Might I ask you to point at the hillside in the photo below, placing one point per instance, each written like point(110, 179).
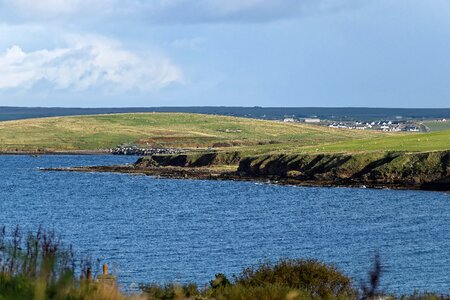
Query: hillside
point(165, 130)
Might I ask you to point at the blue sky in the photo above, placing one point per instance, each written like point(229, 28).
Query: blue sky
point(98, 53)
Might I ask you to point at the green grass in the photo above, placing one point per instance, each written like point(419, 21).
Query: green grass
point(437, 126)
point(412, 142)
point(162, 129)
point(248, 136)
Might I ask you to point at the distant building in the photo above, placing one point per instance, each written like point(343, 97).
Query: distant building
point(312, 120)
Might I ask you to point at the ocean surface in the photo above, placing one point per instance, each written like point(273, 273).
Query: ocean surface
point(165, 230)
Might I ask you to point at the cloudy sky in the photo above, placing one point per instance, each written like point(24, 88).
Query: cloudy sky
point(97, 53)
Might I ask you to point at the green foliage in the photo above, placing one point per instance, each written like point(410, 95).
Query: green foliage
point(314, 277)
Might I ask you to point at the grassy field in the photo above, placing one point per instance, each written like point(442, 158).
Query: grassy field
point(437, 126)
point(411, 142)
point(250, 136)
point(162, 129)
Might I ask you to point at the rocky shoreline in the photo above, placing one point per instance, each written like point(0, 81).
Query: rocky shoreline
point(205, 173)
point(396, 170)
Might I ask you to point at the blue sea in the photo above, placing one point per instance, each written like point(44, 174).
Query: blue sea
point(168, 230)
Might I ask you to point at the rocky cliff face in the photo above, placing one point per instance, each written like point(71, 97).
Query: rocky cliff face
point(429, 170)
point(423, 170)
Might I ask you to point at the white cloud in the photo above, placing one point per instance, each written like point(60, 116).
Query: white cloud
point(86, 62)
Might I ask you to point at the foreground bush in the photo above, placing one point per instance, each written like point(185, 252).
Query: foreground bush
point(317, 279)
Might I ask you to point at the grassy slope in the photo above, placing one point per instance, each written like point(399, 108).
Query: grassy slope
point(249, 136)
point(437, 126)
point(163, 129)
point(412, 142)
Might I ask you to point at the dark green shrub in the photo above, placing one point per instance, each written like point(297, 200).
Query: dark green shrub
point(317, 278)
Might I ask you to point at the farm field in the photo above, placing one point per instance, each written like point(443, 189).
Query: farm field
point(249, 136)
point(164, 130)
point(437, 126)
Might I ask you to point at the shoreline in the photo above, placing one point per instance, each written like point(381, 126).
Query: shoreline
point(59, 152)
point(201, 173)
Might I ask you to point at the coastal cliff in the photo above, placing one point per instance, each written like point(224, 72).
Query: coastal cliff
point(429, 170)
point(426, 170)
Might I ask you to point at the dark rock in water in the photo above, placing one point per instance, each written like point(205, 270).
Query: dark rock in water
point(133, 150)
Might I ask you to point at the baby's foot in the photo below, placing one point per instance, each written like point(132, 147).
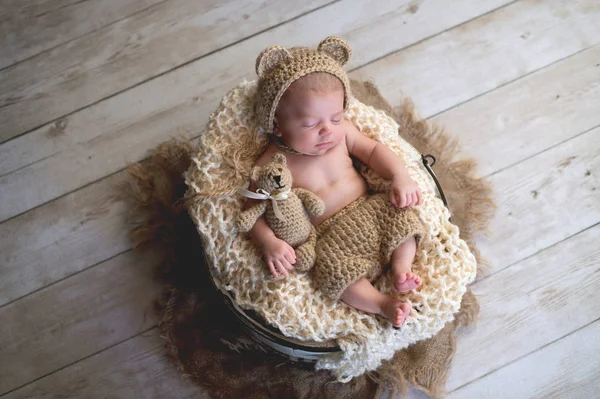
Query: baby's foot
point(395, 311)
point(405, 281)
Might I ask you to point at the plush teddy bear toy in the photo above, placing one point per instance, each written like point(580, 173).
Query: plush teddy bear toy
point(285, 209)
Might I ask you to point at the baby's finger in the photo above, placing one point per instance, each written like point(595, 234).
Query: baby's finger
point(413, 199)
point(272, 269)
point(403, 200)
point(281, 268)
point(288, 265)
point(292, 253)
point(289, 258)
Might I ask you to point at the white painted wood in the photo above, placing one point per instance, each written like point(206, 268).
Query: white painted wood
point(68, 235)
point(124, 127)
point(75, 318)
point(29, 27)
point(529, 115)
point(136, 368)
point(529, 305)
point(126, 53)
point(543, 200)
point(567, 368)
point(495, 49)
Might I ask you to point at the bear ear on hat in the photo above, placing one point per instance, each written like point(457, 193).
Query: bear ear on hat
point(269, 58)
point(280, 158)
point(337, 48)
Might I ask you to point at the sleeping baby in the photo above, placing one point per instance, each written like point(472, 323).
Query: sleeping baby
point(301, 98)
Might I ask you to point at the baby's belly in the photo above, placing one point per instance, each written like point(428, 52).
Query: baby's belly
point(339, 195)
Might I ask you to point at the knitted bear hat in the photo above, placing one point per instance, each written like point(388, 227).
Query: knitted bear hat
point(277, 68)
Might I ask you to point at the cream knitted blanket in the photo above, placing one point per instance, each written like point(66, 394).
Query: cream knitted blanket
point(224, 157)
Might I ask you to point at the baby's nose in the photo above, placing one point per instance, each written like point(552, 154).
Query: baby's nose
point(326, 129)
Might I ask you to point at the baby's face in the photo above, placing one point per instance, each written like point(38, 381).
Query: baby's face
point(311, 122)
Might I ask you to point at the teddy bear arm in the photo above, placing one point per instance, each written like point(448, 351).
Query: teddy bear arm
point(247, 219)
point(313, 204)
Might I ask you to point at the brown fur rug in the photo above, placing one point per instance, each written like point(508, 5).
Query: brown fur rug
point(206, 341)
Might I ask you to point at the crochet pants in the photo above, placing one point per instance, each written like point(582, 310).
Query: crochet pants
point(359, 240)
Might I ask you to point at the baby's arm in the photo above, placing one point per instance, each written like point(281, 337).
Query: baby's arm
point(403, 190)
point(313, 204)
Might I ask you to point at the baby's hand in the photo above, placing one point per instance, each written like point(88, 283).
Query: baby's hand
point(404, 192)
point(279, 256)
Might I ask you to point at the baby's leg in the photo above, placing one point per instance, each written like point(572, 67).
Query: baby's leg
point(363, 296)
point(402, 257)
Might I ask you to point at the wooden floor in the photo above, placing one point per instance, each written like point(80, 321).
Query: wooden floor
point(87, 85)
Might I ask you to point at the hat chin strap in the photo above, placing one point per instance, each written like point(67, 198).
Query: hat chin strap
point(281, 144)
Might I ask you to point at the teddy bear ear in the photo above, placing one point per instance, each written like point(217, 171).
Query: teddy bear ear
point(337, 48)
point(269, 58)
point(280, 158)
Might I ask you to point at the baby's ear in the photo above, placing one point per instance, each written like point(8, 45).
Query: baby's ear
point(337, 48)
point(280, 159)
point(269, 58)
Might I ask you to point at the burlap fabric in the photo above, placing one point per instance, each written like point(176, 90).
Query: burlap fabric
point(207, 343)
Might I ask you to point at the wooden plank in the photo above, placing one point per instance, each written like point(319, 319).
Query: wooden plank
point(136, 368)
point(133, 50)
point(568, 368)
point(32, 26)
point(127, 125)
point(75, 318)
point(529, 115)
point(62, 238)
point(484, 54)
point(544, 200)
point(529, 305)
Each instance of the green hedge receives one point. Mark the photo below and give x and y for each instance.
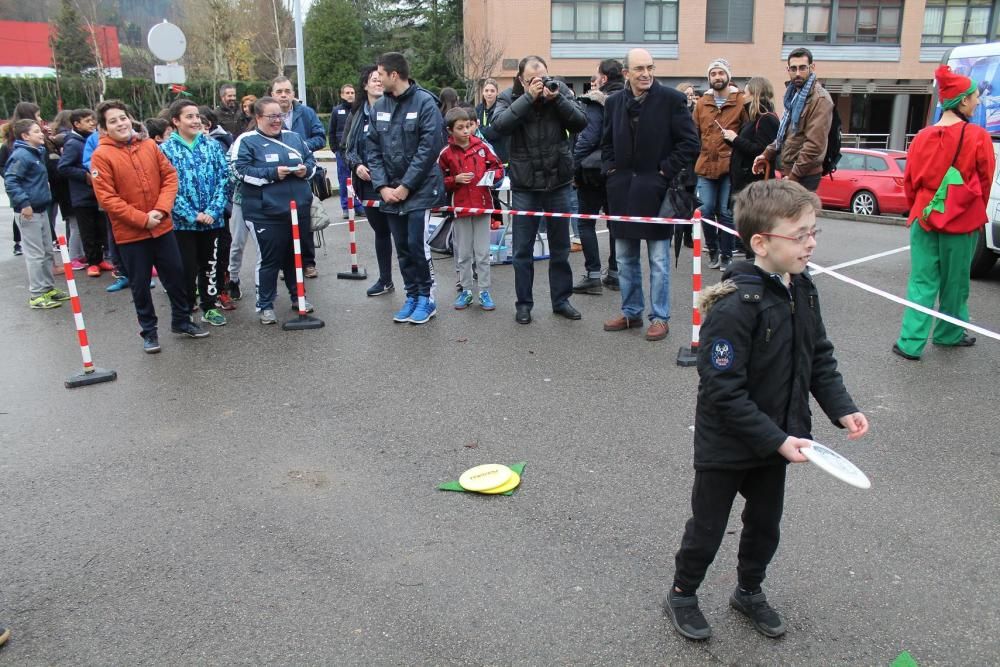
(145, 97)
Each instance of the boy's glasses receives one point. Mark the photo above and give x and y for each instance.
(800, 238)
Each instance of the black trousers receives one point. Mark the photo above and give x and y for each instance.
(593, 201)
(138, 259)
(93, 232)
(200, 254)
(711, 502)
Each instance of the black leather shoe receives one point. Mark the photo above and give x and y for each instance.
(567, 311)
(967, 341)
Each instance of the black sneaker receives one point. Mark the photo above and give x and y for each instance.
(686, 616)
(190, 329)
(755, 607)
(380, 288)
(150, 344)
(588, 286)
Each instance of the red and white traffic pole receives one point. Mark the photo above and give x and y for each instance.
(689, 356)
(356, 273)
(90, 374)
(304, 320)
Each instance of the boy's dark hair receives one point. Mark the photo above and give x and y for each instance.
(105, 107)
(208, 115)
(22, 127)
(177, 107)
(76, 115)
(612, 69)
(156, 127)
(394, 62)
(762, 205)
(456, 114)
(258, 106)
(798, 53)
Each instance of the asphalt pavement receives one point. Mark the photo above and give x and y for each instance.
(269, 497)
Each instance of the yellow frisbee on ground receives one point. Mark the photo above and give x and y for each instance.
(511, 484)
(485, 477)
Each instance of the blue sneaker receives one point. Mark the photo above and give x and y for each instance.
(406, 311)
(464, 300)
(425, 310)
(486, 301)
(121, 282)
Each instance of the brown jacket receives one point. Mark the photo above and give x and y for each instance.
(130, 180)
(713, 161)
(803, 152)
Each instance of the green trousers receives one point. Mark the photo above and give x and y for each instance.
(939, 272)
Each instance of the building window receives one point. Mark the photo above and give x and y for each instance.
(660, 21)
(729, 21)
(845, 21)
(602, 21)
(807, 21)
(876, 21)
(956, 21)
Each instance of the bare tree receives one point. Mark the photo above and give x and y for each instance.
(475, 59)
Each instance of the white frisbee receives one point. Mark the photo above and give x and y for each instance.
(835, 464)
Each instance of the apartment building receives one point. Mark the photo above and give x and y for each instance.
(876, 57)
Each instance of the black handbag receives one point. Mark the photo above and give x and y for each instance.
(322, 189)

::::

### Aim
Return everything in the records above, from the very start down through the line containing "point(248, 136)", with both ends included and each line reproduced word for word. Leave the pictures out of your answer.

### Correct output
Might I ask you to point at the hillside in the photo below, placing one point per instance, each written like point(110, 179).
Query: hillside
point(165, 130)
Might I ask you to point at the blue sky in the photo above, placing one point per instance, each written like point(229, 28).
Query: blue sky
point(98, 53)
Might I ask you to point at the green grass in the photo above, placing one point per instance, each written like point(419, 21).
Query: green grass
point(437, 126)
point(412, 142)
point(162, 129)
point(248, 136)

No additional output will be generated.